§ **PROVIDED ENTRIES**

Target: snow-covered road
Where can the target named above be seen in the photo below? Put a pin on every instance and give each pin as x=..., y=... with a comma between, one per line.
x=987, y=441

* * *

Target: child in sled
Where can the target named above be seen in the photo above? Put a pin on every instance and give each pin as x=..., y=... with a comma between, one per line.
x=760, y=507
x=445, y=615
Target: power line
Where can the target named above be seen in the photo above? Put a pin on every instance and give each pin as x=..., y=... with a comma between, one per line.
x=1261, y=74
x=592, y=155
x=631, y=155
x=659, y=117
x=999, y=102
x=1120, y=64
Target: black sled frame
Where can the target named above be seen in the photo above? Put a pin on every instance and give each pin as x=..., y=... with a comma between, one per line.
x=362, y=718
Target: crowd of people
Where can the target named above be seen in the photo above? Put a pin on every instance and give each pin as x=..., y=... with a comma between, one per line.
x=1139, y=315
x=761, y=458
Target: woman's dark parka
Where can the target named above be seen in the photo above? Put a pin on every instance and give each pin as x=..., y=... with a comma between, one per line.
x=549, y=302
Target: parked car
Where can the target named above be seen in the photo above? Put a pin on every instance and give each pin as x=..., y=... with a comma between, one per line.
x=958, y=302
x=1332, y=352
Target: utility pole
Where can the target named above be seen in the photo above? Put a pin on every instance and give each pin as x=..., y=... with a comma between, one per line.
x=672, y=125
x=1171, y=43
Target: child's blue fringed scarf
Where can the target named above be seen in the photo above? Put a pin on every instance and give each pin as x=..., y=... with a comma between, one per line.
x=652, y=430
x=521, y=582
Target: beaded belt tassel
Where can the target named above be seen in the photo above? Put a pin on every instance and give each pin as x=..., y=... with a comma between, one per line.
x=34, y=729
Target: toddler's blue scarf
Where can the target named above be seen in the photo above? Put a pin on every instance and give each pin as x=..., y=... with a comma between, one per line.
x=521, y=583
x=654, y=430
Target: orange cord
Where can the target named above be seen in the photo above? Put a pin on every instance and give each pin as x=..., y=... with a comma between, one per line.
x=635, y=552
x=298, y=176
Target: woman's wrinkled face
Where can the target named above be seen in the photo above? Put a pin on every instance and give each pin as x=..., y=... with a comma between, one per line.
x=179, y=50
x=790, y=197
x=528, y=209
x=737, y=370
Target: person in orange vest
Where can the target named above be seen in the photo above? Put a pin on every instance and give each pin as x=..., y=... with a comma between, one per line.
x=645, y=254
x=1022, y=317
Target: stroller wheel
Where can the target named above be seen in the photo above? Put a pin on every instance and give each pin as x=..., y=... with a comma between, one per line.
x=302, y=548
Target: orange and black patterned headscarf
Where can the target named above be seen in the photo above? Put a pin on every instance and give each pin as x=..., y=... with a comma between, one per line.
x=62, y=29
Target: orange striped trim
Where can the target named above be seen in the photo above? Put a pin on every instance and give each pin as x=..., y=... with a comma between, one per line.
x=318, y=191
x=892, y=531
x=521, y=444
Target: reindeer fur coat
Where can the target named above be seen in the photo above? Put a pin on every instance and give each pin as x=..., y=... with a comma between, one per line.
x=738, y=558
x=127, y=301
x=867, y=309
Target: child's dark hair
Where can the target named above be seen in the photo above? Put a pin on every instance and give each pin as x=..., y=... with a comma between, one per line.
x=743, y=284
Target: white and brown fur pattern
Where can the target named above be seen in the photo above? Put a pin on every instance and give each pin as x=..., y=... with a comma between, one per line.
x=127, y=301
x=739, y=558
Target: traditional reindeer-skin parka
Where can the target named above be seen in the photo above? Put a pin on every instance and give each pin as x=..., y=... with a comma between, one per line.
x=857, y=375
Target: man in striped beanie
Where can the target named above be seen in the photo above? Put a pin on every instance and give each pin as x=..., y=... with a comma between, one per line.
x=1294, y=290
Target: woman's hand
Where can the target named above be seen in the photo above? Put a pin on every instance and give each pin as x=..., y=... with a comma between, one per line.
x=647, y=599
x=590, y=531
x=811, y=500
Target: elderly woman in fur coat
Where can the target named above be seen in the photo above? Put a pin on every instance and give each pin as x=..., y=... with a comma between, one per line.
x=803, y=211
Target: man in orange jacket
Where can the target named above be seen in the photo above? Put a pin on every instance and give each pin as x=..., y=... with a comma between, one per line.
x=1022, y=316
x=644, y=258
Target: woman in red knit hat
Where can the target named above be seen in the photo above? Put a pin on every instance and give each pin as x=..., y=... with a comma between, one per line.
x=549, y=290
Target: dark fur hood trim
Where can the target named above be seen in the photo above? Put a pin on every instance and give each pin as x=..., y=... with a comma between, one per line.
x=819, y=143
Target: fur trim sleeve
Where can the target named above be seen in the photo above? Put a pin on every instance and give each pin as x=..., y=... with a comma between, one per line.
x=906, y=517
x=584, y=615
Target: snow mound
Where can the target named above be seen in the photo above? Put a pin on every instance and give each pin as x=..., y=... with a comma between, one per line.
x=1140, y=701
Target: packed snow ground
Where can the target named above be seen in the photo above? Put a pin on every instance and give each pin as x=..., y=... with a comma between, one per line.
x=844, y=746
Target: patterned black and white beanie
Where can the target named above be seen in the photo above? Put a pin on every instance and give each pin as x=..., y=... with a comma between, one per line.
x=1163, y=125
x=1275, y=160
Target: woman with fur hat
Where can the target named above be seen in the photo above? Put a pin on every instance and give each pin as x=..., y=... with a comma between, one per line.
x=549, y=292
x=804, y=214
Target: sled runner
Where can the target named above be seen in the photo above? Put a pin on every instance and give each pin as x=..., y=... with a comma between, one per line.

---

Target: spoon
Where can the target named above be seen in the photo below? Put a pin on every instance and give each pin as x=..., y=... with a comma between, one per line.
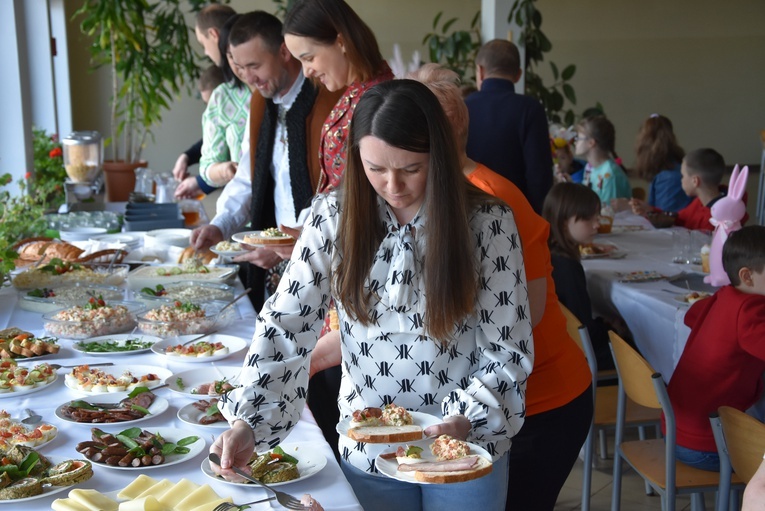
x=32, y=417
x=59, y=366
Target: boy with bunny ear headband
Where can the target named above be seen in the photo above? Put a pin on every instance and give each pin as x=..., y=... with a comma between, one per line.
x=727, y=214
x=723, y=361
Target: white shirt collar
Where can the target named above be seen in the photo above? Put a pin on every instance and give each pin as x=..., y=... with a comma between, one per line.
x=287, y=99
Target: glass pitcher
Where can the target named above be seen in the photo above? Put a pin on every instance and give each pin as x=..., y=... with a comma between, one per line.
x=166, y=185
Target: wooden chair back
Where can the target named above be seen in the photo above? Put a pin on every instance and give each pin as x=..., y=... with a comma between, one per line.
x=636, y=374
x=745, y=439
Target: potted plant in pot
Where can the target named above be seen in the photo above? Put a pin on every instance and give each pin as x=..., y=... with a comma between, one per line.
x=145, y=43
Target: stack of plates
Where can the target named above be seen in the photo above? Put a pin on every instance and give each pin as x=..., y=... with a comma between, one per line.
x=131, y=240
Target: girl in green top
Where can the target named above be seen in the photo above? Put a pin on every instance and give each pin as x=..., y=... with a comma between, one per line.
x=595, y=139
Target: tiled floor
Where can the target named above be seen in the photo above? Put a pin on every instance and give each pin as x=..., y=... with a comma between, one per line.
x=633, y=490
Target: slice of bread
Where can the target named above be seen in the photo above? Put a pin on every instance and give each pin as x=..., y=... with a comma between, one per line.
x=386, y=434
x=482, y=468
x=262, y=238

§ **GIVEN REQUEST**
Copy the data verbatim, from the line with "Target: snow-covered road" up to and including the line with "x=987, y=441".

§ **ANSWER**
Target: snow-covered road
Where can the target named above be seen in the photo below? Put a pin on every instance and give each pin as x=..., y=... with a comma between, one per line.
x=987, y=441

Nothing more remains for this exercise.